SET PROBLEM:
Arrange all the entries as a two-column CSV with the headers "query" and "response," one row per entry. Put each entry's text and its answer in a single quoted field apiece, with line breaks replaced by spaces.

--- BEGIN PROVIDED DATA ---

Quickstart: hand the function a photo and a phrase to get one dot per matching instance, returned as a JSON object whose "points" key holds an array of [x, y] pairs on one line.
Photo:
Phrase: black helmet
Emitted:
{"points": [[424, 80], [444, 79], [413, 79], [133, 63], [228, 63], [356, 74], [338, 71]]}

--- END PROVIDED DATA ---

RESPONSE TO THIS TASK:
query,response
"Quickstart: hand the function a photo and a phrase to get one dot per matching instance, returned as a JSON object whose ""points"" key holds an array of [x, y] pairs on one line. Photo: Phrase: black helmet Emitted:","{""points"": [[424, 80], [444, 79], [413, 79], [133, 63], [228, 63], [356, 74], [338, 71]]}"